Task
Among the entries below, extract exactly the lines that run from the one with "of the field" through the one with "the green grass", both ends included.

Exercise materials
--*--

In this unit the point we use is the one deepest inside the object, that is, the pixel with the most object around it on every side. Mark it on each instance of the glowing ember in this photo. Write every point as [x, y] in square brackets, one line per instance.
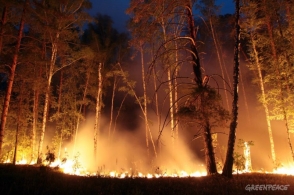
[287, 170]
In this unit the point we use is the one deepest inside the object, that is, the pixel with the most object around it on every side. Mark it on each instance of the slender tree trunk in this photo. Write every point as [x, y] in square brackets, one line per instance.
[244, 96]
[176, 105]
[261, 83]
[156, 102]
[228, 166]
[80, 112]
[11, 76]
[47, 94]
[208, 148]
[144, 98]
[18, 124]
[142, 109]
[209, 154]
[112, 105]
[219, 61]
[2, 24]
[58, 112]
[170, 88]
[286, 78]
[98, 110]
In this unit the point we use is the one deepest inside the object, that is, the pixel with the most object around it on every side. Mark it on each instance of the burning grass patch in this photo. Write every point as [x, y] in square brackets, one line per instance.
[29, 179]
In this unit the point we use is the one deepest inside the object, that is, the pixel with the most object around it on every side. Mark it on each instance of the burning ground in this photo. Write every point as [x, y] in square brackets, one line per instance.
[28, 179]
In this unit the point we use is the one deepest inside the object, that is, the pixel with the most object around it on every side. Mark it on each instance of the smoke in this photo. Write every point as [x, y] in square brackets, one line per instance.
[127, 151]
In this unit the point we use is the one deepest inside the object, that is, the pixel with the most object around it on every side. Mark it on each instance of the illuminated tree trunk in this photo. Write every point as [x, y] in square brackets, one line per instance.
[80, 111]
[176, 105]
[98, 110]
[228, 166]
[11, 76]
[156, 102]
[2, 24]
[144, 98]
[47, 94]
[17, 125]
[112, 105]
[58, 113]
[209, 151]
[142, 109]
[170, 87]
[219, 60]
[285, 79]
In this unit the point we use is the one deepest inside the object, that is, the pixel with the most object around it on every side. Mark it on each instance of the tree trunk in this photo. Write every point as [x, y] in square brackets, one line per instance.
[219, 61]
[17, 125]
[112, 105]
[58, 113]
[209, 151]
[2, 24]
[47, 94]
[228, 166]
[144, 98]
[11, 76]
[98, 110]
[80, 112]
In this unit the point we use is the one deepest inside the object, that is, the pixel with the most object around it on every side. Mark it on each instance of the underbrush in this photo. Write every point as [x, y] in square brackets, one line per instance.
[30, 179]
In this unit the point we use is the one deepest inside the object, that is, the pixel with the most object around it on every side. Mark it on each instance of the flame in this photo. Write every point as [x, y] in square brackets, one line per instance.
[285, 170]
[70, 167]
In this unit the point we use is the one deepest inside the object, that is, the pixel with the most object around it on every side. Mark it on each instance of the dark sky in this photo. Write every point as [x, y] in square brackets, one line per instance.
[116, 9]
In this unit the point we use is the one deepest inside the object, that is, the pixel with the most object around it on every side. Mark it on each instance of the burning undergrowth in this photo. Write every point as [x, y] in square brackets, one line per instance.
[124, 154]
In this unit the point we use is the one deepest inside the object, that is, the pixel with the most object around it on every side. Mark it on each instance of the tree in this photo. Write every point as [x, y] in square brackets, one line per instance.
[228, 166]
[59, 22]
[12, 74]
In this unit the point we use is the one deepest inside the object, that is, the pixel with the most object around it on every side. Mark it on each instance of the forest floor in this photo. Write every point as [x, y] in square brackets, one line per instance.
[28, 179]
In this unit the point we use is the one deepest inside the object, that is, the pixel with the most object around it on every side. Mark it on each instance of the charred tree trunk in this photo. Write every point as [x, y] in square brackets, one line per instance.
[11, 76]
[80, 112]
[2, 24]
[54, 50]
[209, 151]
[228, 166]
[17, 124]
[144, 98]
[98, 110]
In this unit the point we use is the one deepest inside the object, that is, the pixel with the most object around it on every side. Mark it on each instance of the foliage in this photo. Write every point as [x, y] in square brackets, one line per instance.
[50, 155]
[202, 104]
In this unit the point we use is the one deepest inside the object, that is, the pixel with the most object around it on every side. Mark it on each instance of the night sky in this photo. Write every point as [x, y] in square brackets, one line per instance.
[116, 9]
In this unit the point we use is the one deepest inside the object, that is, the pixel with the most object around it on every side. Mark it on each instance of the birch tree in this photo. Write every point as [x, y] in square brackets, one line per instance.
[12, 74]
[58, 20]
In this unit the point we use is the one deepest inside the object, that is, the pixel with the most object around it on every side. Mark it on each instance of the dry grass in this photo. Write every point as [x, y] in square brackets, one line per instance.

--*--

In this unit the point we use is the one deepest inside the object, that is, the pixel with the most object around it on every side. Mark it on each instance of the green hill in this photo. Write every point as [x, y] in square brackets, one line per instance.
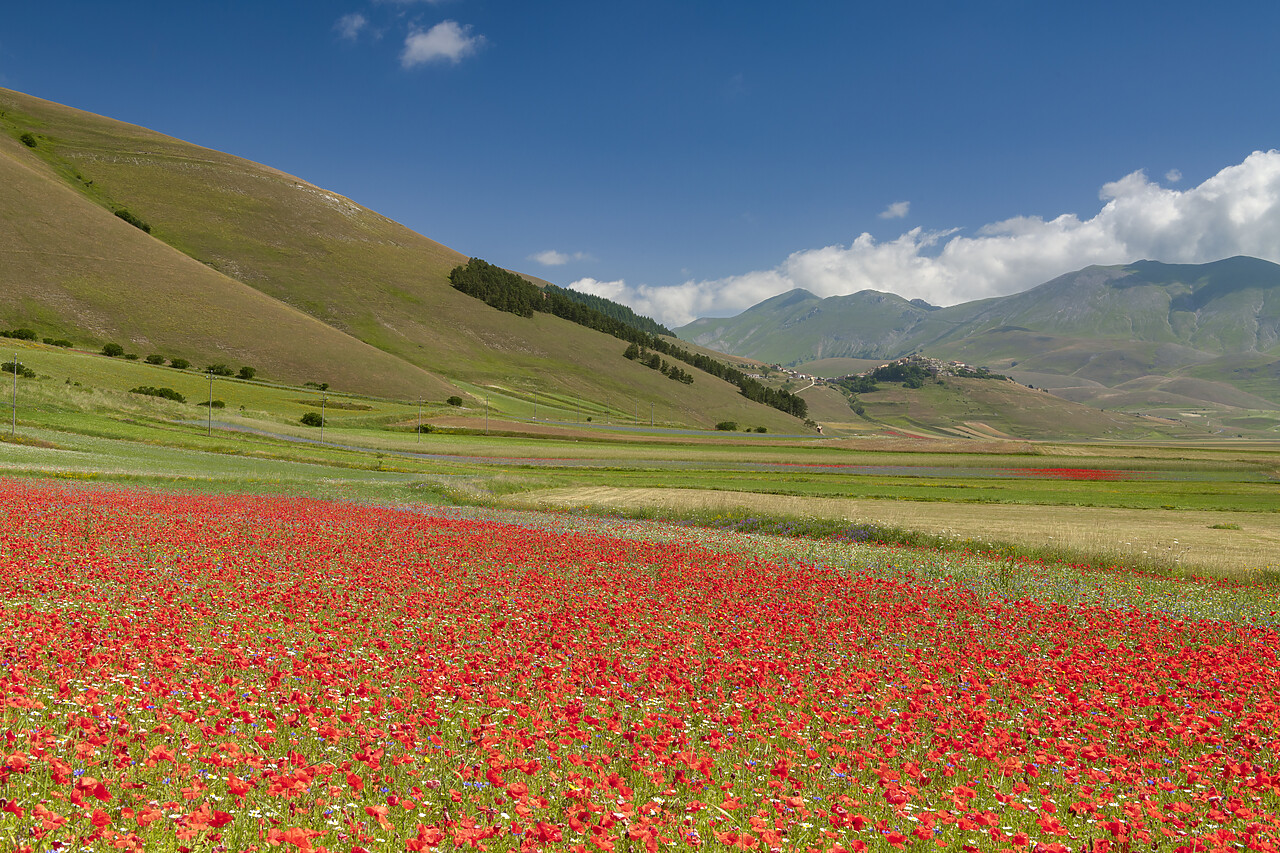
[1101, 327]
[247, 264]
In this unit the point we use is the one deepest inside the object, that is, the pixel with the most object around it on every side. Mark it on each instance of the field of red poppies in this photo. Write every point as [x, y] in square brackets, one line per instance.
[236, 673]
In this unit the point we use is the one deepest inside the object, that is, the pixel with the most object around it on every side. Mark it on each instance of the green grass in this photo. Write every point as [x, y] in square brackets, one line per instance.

--*--

Answer for this exercise
In this unit the point we use is the one deepest inside the object, that is, the pixel with the most object around it on every side. Mark it on each instance of the field of red poppies in this photo. Write every point as [x, y] in square brackets, one line per instance.
[236, 673]
In this unit the point we use is the one deepest inside the object, that is, the pixel with the most object around it on every side. Mark it on each instance of the green grass in this photo. Write every point as [x, y] in square brackets, one line per instance.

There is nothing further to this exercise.